Very simple, but effective, and works brilliantly on the prototyping breadboard and setup to prevent any data-collisions(with four picaxe's), even if I deliberately set two off at the same time, my only concern is basically if there is a limit to how many I can couple up like this - if I can get my 12, i'll be happy. :) Essentially, I am trying to decide if I can go ahead, without actually building a network of 12 to play with, and based on the testing of 4 or so, it should be expandable out to 12 without any major problem, correct?

Each unit only sends 6 bytes, so there should be no problems with long messages.
 
Last edited:

BeanieBots

Moderator
I'm a little confused between your text and your diagram.
Is the "common line" driven by just one PICAXE output?
Are the outputs of that circuit going to PICAXE inputs?

If yes to both, then no need for all that circuitry at all.
Just connect all the inputs together and connect to the single output.
If you are concerned that one or more of the inputs can become an output, then just put a single resistor between input and common line. (1k to 10k).

If all the connections on the right are outputs, that circuit won't work at all.

Maybe if you were to draw the complete diagram (only a few channels required, not all twelve) clearly showing what are inputs and what are outputs it would be clearer what you are trying to do.
 

Dippy

Moderator
I'm a bit confused too - but, in my case, that's not difficult ;)

Basically you have a rectified input to each PICAXE to smooth the serial data for easier detection.
I can understand that. Though adding more like this could affect signal shape.

This assumes I have got the "Coomon Input Line" as your 'bus' from PICAXE Serial Outputs?????

Does this mean you have an extra line to each PICAXE for a proper Serial DATA In?

And an extra Serial Out from each PICAXE to put data on 'bus'?
If so, there could be problems there if the other PICAXE's pins are in output mode.
The solution is quite easy but depends on which PICAXE i.e. the pin config.

I agree with BB, more description (but not more PICAXEs) is required.
 

Grogster

Senior Member
OK, sorry for the confusion.

The "Common input line" is a single core in a multicore cable, connected in parallel to every "Node" on the serial-bus cable.

The line is held low(via a 560R resistor) at the processing end of the bus, so is normally-low.
Each node can pull this common-line high when it wants to send data along the serial bus, and it first checks that this line is low before it tries to send - a high present on this line, indicates that another node somewhere else, is currently transmitting serial data on the bus, and so that node then waits and repeatedly polls this line until it is low, meaning no other nodes are using the bus, and it can then transmit it's serial message. It is important to understand that I am NOT sending serial along the common-line in the diagram - it is just on/off logic.

Serial comms are sent out on an output of each chip, diode-gated to the bus as explained to me by other members here on another thread, and the serial line uses another core in the cable. :)

My original problem was resistors in parallel.

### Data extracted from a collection
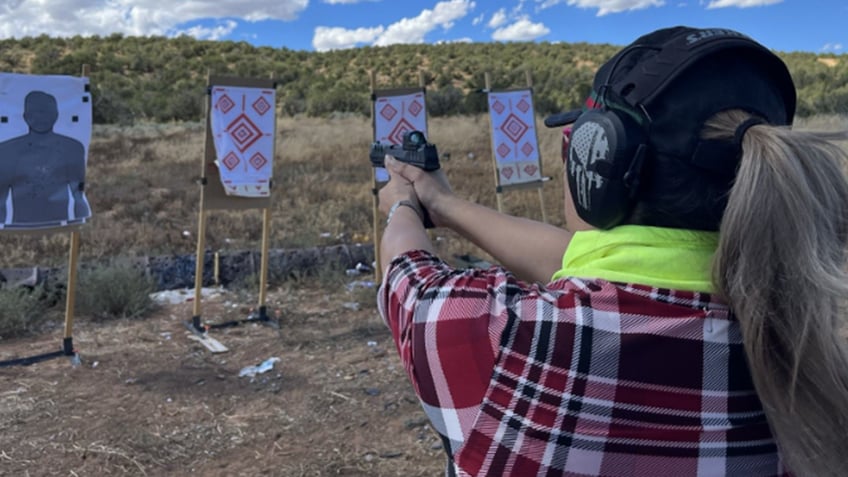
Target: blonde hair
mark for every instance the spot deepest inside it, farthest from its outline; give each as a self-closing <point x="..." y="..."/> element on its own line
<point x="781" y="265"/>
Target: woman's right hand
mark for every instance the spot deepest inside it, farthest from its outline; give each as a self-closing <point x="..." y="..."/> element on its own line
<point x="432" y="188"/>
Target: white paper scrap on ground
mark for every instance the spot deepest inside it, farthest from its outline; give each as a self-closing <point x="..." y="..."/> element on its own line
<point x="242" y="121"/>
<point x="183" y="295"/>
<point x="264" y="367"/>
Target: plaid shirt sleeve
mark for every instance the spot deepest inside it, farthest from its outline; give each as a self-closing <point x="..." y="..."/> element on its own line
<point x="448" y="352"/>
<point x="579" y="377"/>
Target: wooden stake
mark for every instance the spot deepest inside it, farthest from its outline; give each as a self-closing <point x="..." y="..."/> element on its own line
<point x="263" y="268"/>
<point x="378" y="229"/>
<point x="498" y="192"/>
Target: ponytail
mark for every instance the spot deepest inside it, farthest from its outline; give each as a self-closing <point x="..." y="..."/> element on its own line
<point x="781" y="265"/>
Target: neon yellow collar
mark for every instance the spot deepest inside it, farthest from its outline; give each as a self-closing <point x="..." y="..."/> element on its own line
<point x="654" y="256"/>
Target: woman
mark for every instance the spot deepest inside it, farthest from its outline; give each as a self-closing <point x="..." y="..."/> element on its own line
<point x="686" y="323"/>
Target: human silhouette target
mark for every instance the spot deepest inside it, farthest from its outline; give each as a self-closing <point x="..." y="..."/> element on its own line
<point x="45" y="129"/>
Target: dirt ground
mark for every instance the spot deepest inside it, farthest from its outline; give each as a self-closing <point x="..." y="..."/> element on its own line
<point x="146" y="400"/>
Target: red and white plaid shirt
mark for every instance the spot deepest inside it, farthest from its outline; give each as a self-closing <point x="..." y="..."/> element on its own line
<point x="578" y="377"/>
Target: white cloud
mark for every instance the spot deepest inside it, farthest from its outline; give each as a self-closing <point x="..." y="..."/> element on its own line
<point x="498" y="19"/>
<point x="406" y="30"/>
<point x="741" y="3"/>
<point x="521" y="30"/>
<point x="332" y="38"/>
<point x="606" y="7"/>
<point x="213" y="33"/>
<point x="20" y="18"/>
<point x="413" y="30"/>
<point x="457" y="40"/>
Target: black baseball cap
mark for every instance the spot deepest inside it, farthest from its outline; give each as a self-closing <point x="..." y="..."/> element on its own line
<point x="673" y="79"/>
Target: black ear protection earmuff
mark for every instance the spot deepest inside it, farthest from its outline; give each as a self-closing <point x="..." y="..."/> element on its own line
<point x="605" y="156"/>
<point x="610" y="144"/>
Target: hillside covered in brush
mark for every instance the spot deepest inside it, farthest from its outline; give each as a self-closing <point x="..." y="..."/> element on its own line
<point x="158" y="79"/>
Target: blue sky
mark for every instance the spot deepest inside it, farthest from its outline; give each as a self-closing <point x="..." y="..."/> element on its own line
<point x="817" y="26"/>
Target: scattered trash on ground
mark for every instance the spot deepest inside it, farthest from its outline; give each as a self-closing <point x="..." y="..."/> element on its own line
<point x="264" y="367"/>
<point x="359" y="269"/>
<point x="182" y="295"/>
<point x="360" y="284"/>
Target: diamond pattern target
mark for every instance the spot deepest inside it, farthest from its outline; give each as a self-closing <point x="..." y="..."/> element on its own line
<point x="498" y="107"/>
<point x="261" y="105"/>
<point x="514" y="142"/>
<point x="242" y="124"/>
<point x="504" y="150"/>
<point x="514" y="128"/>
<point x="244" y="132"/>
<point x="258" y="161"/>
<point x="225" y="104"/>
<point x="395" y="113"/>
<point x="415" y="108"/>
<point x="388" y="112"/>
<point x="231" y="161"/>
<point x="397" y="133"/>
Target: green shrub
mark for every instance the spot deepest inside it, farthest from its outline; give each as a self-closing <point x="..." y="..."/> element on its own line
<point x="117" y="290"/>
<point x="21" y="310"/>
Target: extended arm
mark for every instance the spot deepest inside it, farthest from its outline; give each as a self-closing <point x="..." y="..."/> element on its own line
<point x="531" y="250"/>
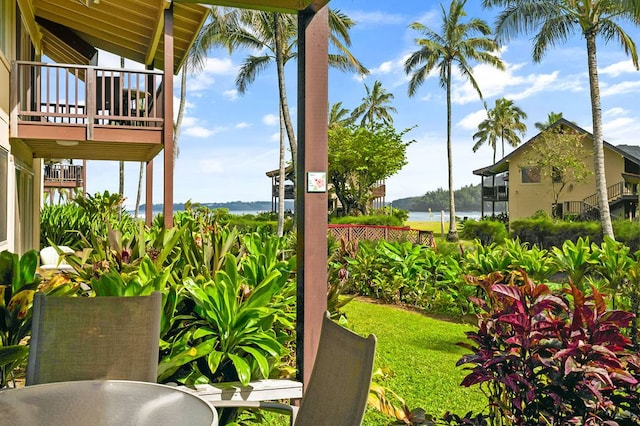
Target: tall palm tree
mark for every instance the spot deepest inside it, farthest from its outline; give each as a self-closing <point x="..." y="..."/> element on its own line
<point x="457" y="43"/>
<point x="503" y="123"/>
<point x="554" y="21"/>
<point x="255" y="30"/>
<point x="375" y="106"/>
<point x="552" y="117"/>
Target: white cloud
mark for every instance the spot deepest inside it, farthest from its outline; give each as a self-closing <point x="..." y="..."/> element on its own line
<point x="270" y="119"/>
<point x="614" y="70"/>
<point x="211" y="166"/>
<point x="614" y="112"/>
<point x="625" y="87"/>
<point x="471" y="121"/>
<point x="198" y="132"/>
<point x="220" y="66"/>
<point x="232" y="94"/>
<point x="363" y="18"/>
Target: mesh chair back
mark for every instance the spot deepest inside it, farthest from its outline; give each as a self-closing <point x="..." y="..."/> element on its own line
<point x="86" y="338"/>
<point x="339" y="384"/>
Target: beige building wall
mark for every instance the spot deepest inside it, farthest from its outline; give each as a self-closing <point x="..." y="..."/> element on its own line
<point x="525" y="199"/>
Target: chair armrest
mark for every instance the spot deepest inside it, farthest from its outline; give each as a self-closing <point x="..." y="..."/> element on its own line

--

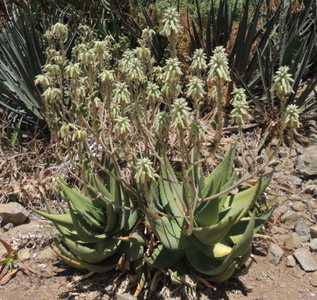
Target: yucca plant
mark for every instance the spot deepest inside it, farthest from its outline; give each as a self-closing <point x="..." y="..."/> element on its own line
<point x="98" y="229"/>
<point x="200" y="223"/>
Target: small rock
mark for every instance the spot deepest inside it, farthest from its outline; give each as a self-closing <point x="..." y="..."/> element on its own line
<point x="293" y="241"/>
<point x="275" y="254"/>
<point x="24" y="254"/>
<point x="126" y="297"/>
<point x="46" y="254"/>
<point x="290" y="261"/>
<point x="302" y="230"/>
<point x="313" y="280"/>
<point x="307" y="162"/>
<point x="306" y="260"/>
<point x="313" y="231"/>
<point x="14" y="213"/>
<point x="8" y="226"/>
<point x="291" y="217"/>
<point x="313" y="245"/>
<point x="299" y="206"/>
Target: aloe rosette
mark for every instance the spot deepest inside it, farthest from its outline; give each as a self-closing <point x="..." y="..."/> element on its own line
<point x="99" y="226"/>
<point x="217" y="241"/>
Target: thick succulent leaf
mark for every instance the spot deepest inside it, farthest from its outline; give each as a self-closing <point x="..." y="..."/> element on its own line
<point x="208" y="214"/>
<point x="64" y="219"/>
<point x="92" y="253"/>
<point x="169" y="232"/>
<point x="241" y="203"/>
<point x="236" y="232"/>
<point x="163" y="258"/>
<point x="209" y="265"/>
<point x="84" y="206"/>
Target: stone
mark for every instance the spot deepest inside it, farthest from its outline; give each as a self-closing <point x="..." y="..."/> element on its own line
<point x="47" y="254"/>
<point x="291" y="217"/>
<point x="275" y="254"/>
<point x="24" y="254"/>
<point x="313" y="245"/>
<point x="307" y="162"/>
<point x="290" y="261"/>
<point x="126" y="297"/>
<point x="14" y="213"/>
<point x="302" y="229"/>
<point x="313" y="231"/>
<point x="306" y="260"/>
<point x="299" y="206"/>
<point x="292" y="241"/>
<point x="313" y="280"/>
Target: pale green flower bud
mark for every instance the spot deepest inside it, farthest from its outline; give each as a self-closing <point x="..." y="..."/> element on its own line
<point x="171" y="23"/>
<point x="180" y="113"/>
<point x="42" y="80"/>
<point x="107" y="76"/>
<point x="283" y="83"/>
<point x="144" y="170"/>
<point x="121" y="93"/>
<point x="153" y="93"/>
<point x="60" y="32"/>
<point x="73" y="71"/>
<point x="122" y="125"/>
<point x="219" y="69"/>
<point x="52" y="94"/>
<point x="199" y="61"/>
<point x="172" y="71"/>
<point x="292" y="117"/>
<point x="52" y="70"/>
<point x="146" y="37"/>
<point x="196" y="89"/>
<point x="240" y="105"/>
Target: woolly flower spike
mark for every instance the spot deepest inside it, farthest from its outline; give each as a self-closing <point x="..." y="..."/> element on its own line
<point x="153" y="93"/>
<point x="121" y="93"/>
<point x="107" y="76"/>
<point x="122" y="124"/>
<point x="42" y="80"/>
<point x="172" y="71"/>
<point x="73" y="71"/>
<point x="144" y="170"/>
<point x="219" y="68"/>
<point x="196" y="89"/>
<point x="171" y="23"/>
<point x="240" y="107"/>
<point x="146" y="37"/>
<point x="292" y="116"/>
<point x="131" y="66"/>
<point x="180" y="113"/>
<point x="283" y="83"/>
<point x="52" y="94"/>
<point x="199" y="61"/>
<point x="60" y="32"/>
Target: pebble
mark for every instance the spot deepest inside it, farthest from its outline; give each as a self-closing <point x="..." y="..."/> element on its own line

### Challenges
(1) In the PICAXE forum thread, what resistor holds the common input line low at the processing end of the bus?
(2) Give every forum username that appears in the PICAXE forum thread.
(3) Go on with the PICAXE forum thread from its last sentence.
This listing has no connection to the PICAXE forum thread.

### Task-by-task answers
(1) A 560R resistor.

(2) BeanieBots, Dippy, Grogster

(3)
If I connected up 12 odd standard input resistor arrangements across a common bus cable, all the 10k resistors get connected in parallel across the cable, and this ends up being something in the order of 200R/1k or so at each input, so it is not suitable. I want to use diodes on the input, but before the resistors, as in the diagram, to isolate each node's input from the bus, essentially, so that each node still has the 10k/1k input resistance, without the problem of lowering the effective input resistance, if they are all connected together.
 
Last edited:

Dippy

Moderator
OK, so "Common Input Line" is really a "Busy" or "Data Being Sent" line?

You have 2 other wires for Rx & Tx, or just a single line for Rx&Tx ?

Sorry, I'm still confused.
If this Busy line is simply connected to all PIC inputs then the resistance is the paralleled compound of all the Res+PIC Input Impedances.
If so, then you simply have the fan-out limitations. Can't be sure without a drawing.

Ah well, you know what you're doing and if it works then go with it.
 

Grogster

Senior Member
OK, so "Common Input Line" is really a "Busy" or "Data Being Sent" line?

You have 2 other wires for Rx & Tx, or just a single line for Rx&Tx ?

Sorry, I'm still confused.
If this Busy line is simply connected to all PIC inputs then the resistance is the paralleled compound of all the Res+PIC Input Impedances.
If so, then you simply have the fan-out limitations. Can't be sure without a drawing.

Ah well, you know what you're doing and if it works then go with it.
Yes, BUSY line - that's probably a better description then mine!!!!
:p

Just Tx - none of the nodes need to Rx, as they auto-Tx every couple of minutes if not reset. :)

Guess I will have to do a better drawing...
:D

I will try to do this ASAP, and upload so you can get some clarification.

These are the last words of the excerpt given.